** begin **

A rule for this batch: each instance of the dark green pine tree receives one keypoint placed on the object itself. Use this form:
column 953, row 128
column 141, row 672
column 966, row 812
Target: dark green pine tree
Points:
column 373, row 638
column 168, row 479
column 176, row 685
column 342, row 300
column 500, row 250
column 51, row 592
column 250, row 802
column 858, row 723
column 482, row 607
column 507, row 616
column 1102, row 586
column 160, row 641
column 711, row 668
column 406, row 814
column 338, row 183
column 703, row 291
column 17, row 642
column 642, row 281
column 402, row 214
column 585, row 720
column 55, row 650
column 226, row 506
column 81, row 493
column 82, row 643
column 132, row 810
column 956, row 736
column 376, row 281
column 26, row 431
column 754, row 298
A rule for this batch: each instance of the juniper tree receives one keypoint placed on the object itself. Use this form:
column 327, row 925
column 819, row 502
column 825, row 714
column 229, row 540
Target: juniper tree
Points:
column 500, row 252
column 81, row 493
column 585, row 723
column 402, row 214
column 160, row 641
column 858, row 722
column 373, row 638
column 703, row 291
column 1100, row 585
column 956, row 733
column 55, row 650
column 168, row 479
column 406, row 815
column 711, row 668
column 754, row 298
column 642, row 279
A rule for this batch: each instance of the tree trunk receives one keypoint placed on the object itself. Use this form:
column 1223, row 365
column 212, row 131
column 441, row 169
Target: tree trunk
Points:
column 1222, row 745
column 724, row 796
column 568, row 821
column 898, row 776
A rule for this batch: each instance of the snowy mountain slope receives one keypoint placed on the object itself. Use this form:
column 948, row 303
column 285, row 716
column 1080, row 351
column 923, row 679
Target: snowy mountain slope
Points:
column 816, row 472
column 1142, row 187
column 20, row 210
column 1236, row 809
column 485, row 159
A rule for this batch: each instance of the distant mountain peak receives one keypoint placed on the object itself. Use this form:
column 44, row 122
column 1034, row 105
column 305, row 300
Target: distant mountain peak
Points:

** end **

=== What you have to do ===
Rewrite all of the records above, changing every "keypoint" to "marker" and leaving everything else as it is.

=== Output of the exercise ===
A rule for this batch: each instance of the dark green pine tree receives one marker placed on the object itself. Use this form:
column 953, row 128
column 141, row 672
column 966, row 812
Target: dark green pine tree
Points:
column 373, row 638
column 168, row 479
column 176, row 685
column 342, row 300
column 500, row 250
column 51, row 592
column 250, row 802
column 858, row 723
column 482, row 607
column 507, row 616
column 1102, row 586
column 160, row 641
column 711, row 668
column 406, row 814
column 338, row 183
column 703, row 291
column 17, row 642
column 642, row 281
column 402, row 214
column 585, row 720
column 55, row 650
column 226, row 506
column 81, row 493
column 82, row 643
column 132, row 810
column 956, row 736
column 376, row 281
column 26, row 431
column 754, row 298
A rule for this batch: each instance of the juniper tree receives one marker placed on the object itself. Use this form:
column 327, row 925
column 819, row 502
column 825, row 714
column 229, row 540
Target: juniper tree
Points:
column 500, row 252
column 81, row 493
column 585, row 723
column 402, row 214
column 160, row 641
column 858, row 722
column 373, row 638
column 703, row 291
column 1100, row 585
column 956, row 733
column 55, row 650
column 168, row 479
column 406, row 815
column 711, row 668
column 754, row 298
column 642, row 279
A rule for this batch: each instance of the tree trunk receives one marker placed on the object itself. Use this form:
column 1223, row 365
column 212, row 131
column 441, row 169
Target: tree trunk
Points:
column 1222, row 745
column 724, row 796
column 568, row 821
column 898, row 776
A rule for this batch: each instance of the snowy mountain slope receives one marker placed on the object itself. Use this form:
column 948, row 303
column 285, row 716
column 1080, row 351
column 923, row 679
Target: snowy mountain slope
Points:
column 816, row 472
column 1142, row 187
column 20, row 210
column 1236, row 809
column 485, row 159
A rule for this batch: each instance of the distant mountain peak receives one marker placed on the object itself. Use this form:
column 44, row 122
column 1034, row 105
column 305, row 300
Target: distant mountain peak
Points:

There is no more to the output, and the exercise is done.